Copy out verbatim only the portion of the entries below that starts at the line containing "Category: wooden picket fence" and ends at the line containing "pixel 22 346", including both of those lines.
-- START OF Provided entries --
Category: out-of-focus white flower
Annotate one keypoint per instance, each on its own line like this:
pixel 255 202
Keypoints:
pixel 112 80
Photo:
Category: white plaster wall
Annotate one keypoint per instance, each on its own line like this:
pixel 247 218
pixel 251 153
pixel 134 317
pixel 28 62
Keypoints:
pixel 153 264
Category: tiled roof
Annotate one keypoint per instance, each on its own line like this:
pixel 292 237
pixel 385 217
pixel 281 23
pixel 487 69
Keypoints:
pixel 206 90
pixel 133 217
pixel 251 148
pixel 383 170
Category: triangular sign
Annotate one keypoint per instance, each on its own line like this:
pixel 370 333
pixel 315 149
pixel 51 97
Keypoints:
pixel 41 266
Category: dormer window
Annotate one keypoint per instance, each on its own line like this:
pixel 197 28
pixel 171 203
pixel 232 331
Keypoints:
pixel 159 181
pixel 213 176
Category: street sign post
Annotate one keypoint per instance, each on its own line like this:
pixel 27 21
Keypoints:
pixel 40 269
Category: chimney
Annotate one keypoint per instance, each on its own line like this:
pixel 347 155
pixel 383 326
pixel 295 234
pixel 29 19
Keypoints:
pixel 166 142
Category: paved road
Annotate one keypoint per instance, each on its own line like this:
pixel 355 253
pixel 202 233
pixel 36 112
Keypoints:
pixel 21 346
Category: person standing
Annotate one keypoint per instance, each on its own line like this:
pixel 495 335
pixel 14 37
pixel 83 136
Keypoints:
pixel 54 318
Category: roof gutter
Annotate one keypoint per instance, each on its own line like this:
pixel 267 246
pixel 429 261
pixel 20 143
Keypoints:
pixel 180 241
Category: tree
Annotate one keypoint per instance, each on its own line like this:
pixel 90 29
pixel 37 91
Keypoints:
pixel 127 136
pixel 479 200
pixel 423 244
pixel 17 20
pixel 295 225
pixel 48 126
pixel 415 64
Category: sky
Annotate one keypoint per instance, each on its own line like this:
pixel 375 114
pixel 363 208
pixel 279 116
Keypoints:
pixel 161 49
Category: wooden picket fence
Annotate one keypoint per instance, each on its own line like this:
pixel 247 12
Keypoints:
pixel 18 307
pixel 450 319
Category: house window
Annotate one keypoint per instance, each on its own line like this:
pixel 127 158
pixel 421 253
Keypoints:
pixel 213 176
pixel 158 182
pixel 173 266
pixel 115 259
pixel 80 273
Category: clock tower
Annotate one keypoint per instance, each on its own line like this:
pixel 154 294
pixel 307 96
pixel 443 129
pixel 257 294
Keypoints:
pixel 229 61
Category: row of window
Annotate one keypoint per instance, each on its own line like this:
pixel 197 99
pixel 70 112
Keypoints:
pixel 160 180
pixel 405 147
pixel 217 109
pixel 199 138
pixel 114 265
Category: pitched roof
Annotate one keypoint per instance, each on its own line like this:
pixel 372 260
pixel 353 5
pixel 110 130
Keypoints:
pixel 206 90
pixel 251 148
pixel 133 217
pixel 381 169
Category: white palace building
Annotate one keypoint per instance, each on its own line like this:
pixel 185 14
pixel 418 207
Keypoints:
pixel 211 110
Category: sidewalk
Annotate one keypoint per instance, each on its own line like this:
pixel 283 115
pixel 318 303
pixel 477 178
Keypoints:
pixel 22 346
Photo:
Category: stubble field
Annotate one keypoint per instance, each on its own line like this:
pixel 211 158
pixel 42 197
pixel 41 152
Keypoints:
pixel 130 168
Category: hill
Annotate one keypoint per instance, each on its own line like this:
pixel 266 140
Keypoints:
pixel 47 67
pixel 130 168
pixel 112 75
-- END OF Provided entries --
- Response for this exercise:
Category: wooden picket fence
Annotate one keypoint per instance, each on its own line like this:
pixel 247 12
Keypoints:
pixel 18 307
pixel 450 319
Category: house window
Annotate one keypoint per instance, each on its own line like this:
pixel 127 158
pixel 421 253
Keypoints:
pixel 213 176
pixel 158 182
pixel 173 266
pixel 115 259
pixel 80 273
Category: clock tower
Annotate one keypoint per instance, each on its own line like this:
pixel 154 294
pixel 307 96
pixel 443 129
pixel 257 294
Keypoints:
pixel 229 61
Category: row of window
Annotate one keypoint per instance, each on its own line like this:
pixel 197 99
pixel 70 112
Keypoints:
pixel 160 180
pixel 405 147
pixel 217 109
pixel 199 138
pixel 114 265
Category: pitched roof
Annotate one keypoint per instance, each on its own line like this:
pixel 372 260
pixel 353 5
pixel 110 130
Keypoints:
pixel 206 90
pixel 251 148
pixel 133 217
pixel 381 169
Category: white palace building
Annotate one keypoint per instance, each on its own line like this:
pixel 185 14
pixel 418 207
Keypoints:
pixel 211 110
Category: sidewalk
Annotate one keypoint per instance, each on its own line like this:
pixel 283 115
pixel 318 303
pixel 477 178
Keypoints:
pixel 22 346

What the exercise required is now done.